◆ Task
Reproduce every item below verbatim, and omit the pictures from your copy.

◆ Dataset extract
****************************************

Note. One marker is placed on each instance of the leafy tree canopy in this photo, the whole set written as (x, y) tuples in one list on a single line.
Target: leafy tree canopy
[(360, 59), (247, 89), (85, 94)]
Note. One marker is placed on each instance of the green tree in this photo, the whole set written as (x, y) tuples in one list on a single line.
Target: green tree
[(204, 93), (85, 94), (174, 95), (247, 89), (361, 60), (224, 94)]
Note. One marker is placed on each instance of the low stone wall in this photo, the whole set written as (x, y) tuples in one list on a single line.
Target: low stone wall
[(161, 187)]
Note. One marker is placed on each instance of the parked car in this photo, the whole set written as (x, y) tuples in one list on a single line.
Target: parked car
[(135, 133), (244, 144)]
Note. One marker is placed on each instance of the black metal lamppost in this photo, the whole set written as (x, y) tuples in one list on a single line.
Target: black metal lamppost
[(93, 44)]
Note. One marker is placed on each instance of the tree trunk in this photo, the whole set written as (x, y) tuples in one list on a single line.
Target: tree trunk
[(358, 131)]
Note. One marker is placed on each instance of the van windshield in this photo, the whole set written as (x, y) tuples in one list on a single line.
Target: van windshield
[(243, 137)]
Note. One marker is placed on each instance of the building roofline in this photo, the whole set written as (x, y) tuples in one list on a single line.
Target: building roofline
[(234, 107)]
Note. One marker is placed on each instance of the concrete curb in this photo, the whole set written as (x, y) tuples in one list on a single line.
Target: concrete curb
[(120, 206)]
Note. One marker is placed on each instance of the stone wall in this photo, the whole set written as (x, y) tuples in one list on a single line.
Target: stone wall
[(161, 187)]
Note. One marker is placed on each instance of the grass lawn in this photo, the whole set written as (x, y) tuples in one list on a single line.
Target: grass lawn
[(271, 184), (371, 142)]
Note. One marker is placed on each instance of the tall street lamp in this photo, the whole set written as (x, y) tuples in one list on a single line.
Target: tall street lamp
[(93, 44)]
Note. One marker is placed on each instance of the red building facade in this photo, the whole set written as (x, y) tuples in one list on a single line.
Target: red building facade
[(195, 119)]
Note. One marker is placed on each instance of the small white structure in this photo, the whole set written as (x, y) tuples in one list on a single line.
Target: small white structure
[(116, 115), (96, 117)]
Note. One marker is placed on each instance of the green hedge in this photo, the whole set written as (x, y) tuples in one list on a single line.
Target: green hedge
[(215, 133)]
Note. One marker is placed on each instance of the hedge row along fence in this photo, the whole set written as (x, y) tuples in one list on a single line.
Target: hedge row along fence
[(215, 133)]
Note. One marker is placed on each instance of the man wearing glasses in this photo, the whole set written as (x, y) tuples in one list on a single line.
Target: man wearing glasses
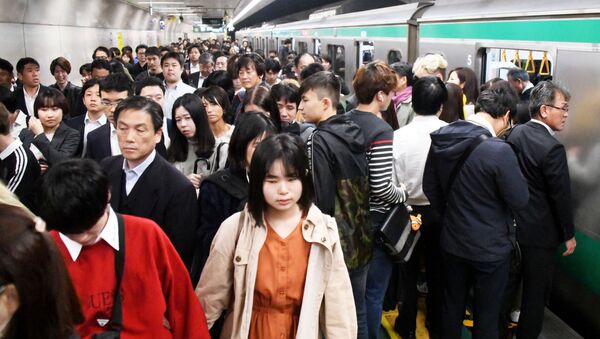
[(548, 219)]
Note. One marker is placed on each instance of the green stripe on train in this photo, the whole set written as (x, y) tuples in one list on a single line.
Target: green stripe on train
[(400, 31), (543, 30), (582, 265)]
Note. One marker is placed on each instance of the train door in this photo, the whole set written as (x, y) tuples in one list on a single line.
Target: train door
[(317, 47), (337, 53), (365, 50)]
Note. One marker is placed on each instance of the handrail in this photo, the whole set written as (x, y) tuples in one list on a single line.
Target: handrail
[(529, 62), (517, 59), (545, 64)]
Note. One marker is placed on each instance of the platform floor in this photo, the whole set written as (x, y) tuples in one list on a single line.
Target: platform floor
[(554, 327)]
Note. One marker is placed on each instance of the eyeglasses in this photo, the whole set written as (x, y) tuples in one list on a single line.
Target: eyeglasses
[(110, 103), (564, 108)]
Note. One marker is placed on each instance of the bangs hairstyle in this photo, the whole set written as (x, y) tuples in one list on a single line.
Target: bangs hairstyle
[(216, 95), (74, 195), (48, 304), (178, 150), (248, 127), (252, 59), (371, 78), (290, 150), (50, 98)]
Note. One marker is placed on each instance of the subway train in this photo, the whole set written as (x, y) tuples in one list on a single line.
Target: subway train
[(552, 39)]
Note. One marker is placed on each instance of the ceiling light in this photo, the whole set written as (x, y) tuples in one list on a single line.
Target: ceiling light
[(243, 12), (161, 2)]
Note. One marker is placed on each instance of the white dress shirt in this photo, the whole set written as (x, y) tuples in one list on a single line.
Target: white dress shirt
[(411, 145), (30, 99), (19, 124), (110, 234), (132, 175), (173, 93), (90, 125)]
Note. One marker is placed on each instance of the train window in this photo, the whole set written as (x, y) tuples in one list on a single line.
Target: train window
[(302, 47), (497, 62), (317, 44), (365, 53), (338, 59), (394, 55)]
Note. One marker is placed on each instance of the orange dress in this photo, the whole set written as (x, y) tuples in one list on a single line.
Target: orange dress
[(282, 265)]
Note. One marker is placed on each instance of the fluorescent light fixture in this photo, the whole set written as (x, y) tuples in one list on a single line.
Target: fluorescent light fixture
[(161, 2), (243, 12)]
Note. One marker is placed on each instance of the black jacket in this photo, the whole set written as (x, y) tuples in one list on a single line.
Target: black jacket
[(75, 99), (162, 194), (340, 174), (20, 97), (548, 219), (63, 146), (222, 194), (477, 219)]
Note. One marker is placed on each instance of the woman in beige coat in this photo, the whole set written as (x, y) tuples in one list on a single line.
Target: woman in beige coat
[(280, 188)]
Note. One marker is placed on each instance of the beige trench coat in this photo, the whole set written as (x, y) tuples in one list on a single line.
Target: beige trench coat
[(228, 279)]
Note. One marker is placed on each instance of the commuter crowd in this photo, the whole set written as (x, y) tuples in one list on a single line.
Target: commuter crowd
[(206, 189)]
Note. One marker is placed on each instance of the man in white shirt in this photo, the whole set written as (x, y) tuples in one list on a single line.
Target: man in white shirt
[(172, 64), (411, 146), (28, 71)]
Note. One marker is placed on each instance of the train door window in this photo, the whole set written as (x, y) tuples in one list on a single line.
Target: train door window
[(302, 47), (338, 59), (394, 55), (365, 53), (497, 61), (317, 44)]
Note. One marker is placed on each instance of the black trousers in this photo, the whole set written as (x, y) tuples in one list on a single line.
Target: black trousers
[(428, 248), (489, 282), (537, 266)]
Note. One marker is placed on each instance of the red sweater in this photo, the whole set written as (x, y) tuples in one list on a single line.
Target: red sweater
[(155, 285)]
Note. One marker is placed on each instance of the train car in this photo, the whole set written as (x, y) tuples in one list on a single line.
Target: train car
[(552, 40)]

****************************************

◆ Written solution
Note. One marker is placed on each instance of the leafy tree canopy in this photo, the whole set written as (x, y) tuples in one list on a single line.
Target: leafy tree canopy
[(360, 59), (247, 89), (85, 94)]
Note. One marker is placed on each instance of the green tree in this photo, the whole set written as (x, y) tuples in one list on a single line.
Target: green tree
[(204, 93), (85, 94), (174, 95), (247, 89), (361, 60), (224, 94)]
Note. One marker is placed on each instance of the low stone wall in this photo, the whole set written as (x, y) tuples in one list on a single line.
Target: low stone wall
[(161, 187)]
Note. One marker is placed on each instance of the parked car in this photo, the whole set written as (x, y) tuples in one list on a single line.
Target: parked car
[(135, 133), (244, 144)]
Note. One marker is placed on each instance of the black metal lamppost in this photo, the whole set written as (x, y) tuples in one list on a single line.
Target: black metal lamppost
[(93, 44)]
Note. One marker is placed on each instance of the tree trunk in this photo, the whole set written as (x, y) tuples in one list on a single line.
Target: tree trunk
[(358, 131)]
Note. One marker is placed on each instance of the van windshield in this photo, the whole set written as (x, y) tuples in one list on a single line.
Target: van windshield
[(243, 137)]
Note. One marker is placed on each instance of the building roofline in this photo, the whole set written as (x, y) tuples in one list on a single line.
Target: building roofline
[(234, 107)]
Note. One marker is placed on each instance of the concrete curb in this photo, the whole set written as (x, y) tuples in one list on a single line.
Target: concrete curb
[(120, 206)]
Note. One marker is placed on each instance of the stone wall in this photo, the whole set written as (x, y) tuples in one list on a single line.
Target: stone wall
[(161, 187)]
Note. One marker is placed on each instance of the grass lawn in this photo, the whole set written as (x, y) tuples in one list on a single line.
Target: grass lawn
[(271, 184), (371, 142)]
Note. One marker is placed on each instance of the tall street lamp in this photo, the whole set written as (x, y) tuples in one list on a single line.
Target: tall street lamp
[(93, 44)]
Note. One marker is placed on each instance of the red building facade in this photo, the whole set written as (x, y) tuples in one list on a single line.
Target: red building facade
[(195, 119)]
Note. One marker is placed on each instance of the small white structure in this photo, the whole set written as (x, y) tuples in one list on a single line.
Target: small white structure
[(116, 115), (96, 117)]
Note. One marker is placed on each instance of the green hedge in this photo, the whole set written as (x, y) tuples in one list on a single line.
Target: green hedge
[(215, 133)]
Note. One marker is placed on each instance of the hedge row along fence in this photo, the whole set written as (x, y) tuples in one list on a single line.
Target: hedge row along fence
[(215, 133)]
Note. One marker is placed on each instance of the man wearing glasses in this photo, the whole set written as (x, y) tuples in one list on a single line.
Target: man wearing glasses
[(548, 219)]
Note. One marker is placed on each instance of the green stripe on train in this photo, the whole set written as (x, y) tuples in one list on a single line.
Target: green stripe on train
[(400, 31), (543, 30), (582, 265)]
Note. One marker is placed on each instance of the train door in this photo, the whole set written as (x, y) tuples in one list on a single line.
Target: train door
[(317, 47), (337, 53), (365, 50)]
Note. One marker is placed on each instance of the handrail in this photo, the whole set written as (x, y) tuples in one list on a single line.
Target: handrail
[(529, 62), (517, 59), (545, 64)]
Note. One marker is placed on each instance of the platform floor in this photo, the whole set written as (x, y) tuples in one list on a single line.
Target: platform floor
[(554, 327)]
Note. One marker is placed on each instance of the eyeglasses in this photo, the whole set written as (x, y) tuples in one list on a single line.
Target: eyeglasses
[(110, 103), (564, 108)]
Note. One marker is placed on each instance of the bangs hairstyle in this photo, the whole set written as (x, y) tuples in one list on a single line.
Target: bangs hairstyle
[(216, 95), (74, 195), (48, 304), (178, 150), (248, 127), (252, 59), (371, 78), (290, 150), (50, 98)]
Note. One marker is placed on each instance of the subway train in this photo, the whole set written as (x, y) tuples in one list on a single line.
Target: subway train
[(552, 39)]
Note. One marker is placed on each instance of the ceiling light in this photo, the whole set written as (x, y) tuples in one list on a single line.
Target: ceiling light
[(243, 12), (161, 2)]
Note. One marker is placed on each instance of the white dress shirt in this photo, the whole set written as (x, y) tuples in one list on a single line.
Target: white dress shirt
[(411, 145), (30, 99), (19, 124), (110, 234), (132, 175), (173, 93), (90, 125)]
Note. One marker is placed on each instance of the train window in this photo, the whole set written as (x, y) tuples in one list on a single line.
Target: train window
[(302, 47), (497, 62), (317, 44), (365, 53), (338, 59), (394, 55)]
Note. One marker is placed on each instance of the orange dress in this photo, the whole set written as (x, y) tuples in one list on a single line.
Target: orange dress
[(282, 265)]
Note. One marker is placed on each instance of the fluorescent light fixture in this photo, the whole set written as (x, y) tuples in one list on a single line.
Target: fluorescent light fixture
[(161, 2), (243, 12)]
Note. One marker is placed on each instance of the black jacket in this photo, the whole set written as (x, y) tuples in one list on a single line.
Target: black jacket
[(75, 99), (162, 194), (340, 174), (20, 97), (548, 219), (63, 146), (222, 194), (477, 219)]
Note. One marker is placed on each instance of the woman in beige coat in this photo, the whole set written as (x, y) tuples in one list on a single line.
Target: woman in beige coat
[(280, 188)]
Note. One marker is placed on each instance of the beige trench coat in this photo, the whole set written as (x, y) tuples in one list on a single line.
Target: beige trench coat
[(228, 279)]
Note. One marker is placed on each instance of the commuter crowd in this photo, the whole set written as (x, y) tuples in one list on a single line.
Target: commuter crowd
[(206, 189)]
Note. One marker is placed on each instance of the man in white shirt in this photo, the whole set written as (x, y) tuples in one list on a single line.
Target: man in white shirt
[(172, 64), (411, 146), (28, 71)]
Note. One marker is placed on each instance of the train door window in this photo, the whole set written as (x, y) tuples in one list on a single line.
Target: train door window
[(302, 47), (338, 59), (394, 55), (365, 53), (497, 61), (317, 44)]
Note. One marker is placed on each instance of the black trousers in this photo, the whole set written as (x, y) tuples in one list on a single line.
Target: black trousers
[(428, 248), (489, 282), (537, 266)]
Note. One marker is placed on each instance of the red sweater in this photo, the whole set written as (x, y) tuples in one list on a single line.
Target: red sweater
[(155, 285)]
Note. One marker is placed on each instance of the train car in this photo, the whole set written as (x, y) tuples in one list on a single line.
Target: train car
[(552, 40)]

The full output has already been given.